WHAT THE TASK ASKS
Count the lines in the records below that contain the string "wall", matching case exactly. Reply with the number alone.

DATA LISTING
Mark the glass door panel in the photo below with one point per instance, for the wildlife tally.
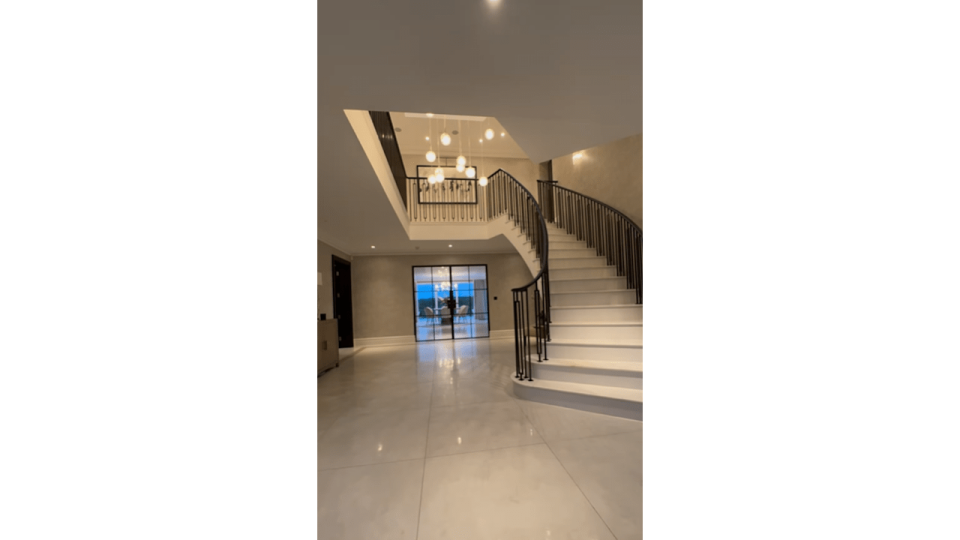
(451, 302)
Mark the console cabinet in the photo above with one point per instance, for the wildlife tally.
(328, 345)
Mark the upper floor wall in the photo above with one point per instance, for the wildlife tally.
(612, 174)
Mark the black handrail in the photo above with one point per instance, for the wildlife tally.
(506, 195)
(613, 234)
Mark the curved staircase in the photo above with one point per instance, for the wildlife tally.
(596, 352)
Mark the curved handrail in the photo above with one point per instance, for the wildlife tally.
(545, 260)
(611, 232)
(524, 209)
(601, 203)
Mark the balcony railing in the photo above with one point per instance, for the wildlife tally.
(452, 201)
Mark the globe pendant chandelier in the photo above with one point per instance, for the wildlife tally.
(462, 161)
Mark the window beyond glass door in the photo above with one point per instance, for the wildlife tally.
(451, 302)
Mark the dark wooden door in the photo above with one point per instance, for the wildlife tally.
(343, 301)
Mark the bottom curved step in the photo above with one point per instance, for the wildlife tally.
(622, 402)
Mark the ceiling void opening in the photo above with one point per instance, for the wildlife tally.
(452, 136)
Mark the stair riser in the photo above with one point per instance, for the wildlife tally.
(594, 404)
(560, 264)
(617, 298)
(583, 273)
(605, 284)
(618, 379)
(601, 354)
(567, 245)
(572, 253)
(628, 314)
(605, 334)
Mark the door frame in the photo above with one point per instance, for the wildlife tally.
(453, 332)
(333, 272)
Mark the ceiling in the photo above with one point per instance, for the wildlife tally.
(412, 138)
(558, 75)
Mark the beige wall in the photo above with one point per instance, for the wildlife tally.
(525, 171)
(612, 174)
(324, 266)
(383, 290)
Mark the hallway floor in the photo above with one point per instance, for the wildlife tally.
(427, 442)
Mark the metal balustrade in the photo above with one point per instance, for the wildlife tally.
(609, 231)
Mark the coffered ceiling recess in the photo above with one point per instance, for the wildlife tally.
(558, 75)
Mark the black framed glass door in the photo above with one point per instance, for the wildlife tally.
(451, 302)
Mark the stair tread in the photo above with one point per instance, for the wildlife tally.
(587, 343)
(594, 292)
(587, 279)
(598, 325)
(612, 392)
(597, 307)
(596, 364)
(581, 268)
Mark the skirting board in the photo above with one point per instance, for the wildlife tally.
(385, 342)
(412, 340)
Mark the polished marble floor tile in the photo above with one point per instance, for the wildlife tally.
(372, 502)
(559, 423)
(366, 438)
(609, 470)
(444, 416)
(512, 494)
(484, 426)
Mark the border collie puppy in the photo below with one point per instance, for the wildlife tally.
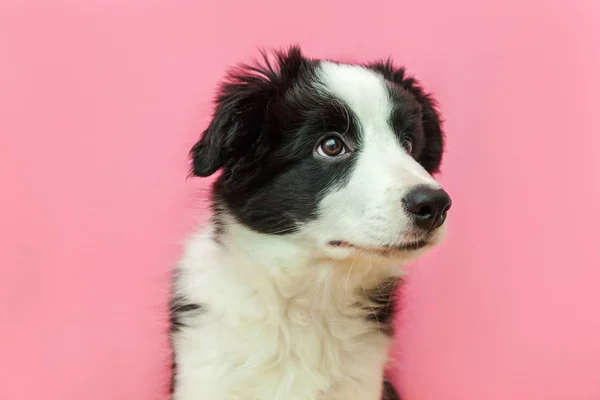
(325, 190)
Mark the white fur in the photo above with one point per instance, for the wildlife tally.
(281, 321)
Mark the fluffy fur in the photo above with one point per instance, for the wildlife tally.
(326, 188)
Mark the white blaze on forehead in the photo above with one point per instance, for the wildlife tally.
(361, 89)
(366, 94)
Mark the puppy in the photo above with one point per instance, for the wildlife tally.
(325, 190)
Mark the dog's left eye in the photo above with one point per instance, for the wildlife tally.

--

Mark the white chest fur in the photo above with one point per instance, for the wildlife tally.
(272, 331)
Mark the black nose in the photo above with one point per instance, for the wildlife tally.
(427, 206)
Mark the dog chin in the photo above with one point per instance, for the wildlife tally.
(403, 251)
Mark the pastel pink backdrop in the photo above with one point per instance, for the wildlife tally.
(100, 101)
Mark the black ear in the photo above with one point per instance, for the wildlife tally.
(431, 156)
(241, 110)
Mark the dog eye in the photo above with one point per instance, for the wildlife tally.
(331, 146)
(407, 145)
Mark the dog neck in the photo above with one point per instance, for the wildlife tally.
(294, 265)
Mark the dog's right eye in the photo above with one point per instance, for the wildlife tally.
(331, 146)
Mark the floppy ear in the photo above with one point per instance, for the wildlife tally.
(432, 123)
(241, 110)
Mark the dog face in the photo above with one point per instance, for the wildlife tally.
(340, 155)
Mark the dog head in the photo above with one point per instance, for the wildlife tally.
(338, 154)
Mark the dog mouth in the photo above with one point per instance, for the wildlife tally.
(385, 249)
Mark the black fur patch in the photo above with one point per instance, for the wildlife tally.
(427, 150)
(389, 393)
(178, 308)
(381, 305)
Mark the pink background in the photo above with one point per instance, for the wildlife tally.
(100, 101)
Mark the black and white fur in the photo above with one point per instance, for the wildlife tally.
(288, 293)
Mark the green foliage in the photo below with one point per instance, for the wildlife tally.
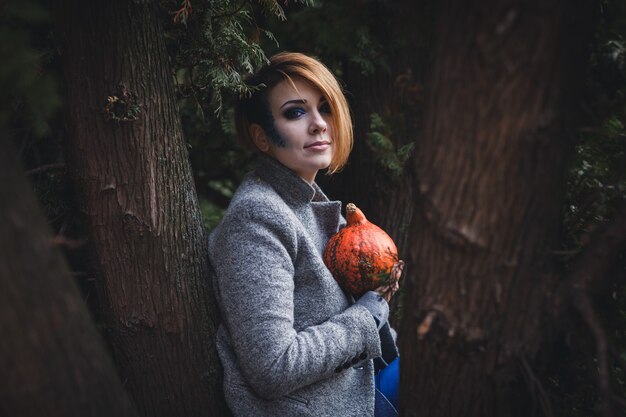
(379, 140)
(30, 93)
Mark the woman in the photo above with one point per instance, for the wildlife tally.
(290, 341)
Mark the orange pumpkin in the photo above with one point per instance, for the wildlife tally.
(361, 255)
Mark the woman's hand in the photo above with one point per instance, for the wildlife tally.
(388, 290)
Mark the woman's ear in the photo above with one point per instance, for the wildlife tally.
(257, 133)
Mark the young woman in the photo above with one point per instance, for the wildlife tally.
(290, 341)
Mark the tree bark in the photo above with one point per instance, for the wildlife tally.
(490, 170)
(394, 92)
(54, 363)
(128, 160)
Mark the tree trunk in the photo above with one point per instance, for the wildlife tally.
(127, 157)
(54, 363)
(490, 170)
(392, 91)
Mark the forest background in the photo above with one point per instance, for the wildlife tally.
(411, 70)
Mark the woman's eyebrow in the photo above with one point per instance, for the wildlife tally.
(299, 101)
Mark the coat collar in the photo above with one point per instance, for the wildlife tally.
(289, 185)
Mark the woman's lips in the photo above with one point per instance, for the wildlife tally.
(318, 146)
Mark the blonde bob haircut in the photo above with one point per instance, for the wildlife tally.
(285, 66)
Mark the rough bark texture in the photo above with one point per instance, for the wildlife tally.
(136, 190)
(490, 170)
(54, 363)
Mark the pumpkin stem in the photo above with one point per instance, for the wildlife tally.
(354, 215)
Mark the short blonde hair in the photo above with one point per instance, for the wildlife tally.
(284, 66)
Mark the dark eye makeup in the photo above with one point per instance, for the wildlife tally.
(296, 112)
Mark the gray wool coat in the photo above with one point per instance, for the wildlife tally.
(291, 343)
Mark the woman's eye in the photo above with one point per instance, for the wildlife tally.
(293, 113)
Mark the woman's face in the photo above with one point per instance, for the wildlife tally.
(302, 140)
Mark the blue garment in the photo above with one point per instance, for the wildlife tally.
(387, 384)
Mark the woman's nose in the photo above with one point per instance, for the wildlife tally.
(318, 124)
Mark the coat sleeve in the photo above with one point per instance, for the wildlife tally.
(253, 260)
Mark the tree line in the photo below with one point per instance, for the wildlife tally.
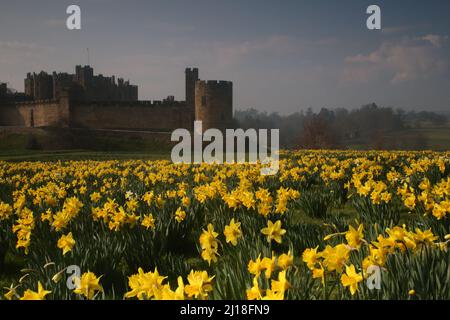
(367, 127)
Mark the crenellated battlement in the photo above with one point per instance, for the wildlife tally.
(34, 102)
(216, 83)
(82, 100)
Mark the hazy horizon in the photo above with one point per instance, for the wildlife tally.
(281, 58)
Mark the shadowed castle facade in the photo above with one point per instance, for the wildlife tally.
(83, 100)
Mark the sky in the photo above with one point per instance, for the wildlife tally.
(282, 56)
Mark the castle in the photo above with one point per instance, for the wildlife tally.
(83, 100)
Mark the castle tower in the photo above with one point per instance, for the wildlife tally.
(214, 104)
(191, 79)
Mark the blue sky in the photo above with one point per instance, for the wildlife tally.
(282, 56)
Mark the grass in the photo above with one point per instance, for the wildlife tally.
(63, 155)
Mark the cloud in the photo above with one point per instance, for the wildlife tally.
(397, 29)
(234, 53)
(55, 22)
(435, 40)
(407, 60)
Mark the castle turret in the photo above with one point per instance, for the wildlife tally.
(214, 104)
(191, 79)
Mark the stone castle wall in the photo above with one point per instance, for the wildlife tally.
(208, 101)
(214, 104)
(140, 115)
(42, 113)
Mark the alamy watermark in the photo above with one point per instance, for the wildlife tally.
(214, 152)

* * *

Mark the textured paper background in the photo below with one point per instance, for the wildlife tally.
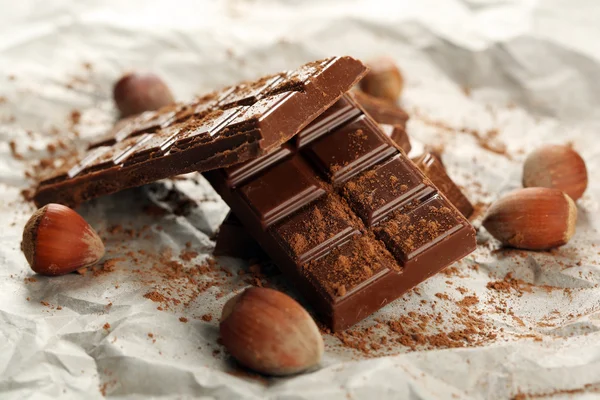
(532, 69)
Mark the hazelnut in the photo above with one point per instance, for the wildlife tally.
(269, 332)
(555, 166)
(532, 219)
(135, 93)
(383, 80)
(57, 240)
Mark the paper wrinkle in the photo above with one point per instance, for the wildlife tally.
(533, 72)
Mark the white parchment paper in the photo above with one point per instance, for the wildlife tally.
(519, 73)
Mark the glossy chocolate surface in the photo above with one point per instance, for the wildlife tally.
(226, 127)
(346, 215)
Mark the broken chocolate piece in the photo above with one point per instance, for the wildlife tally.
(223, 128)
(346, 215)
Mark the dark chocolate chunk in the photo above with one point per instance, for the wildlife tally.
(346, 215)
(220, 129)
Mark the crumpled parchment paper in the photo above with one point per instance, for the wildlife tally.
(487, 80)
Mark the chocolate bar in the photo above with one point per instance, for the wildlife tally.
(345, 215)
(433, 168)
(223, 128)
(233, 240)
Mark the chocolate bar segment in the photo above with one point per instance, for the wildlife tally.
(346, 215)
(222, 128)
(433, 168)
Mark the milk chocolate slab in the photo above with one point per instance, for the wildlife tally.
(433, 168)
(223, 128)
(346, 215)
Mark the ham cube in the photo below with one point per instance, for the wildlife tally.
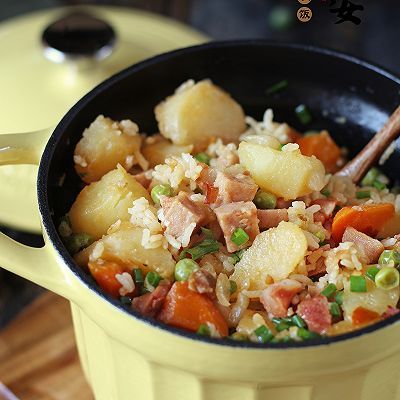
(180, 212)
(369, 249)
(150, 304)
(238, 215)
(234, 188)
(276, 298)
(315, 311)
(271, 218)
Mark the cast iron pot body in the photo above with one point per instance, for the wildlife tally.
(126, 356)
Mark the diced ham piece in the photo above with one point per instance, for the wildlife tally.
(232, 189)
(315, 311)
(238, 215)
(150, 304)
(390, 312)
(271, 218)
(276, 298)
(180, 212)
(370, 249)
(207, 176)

REPLY TO THE TASK
3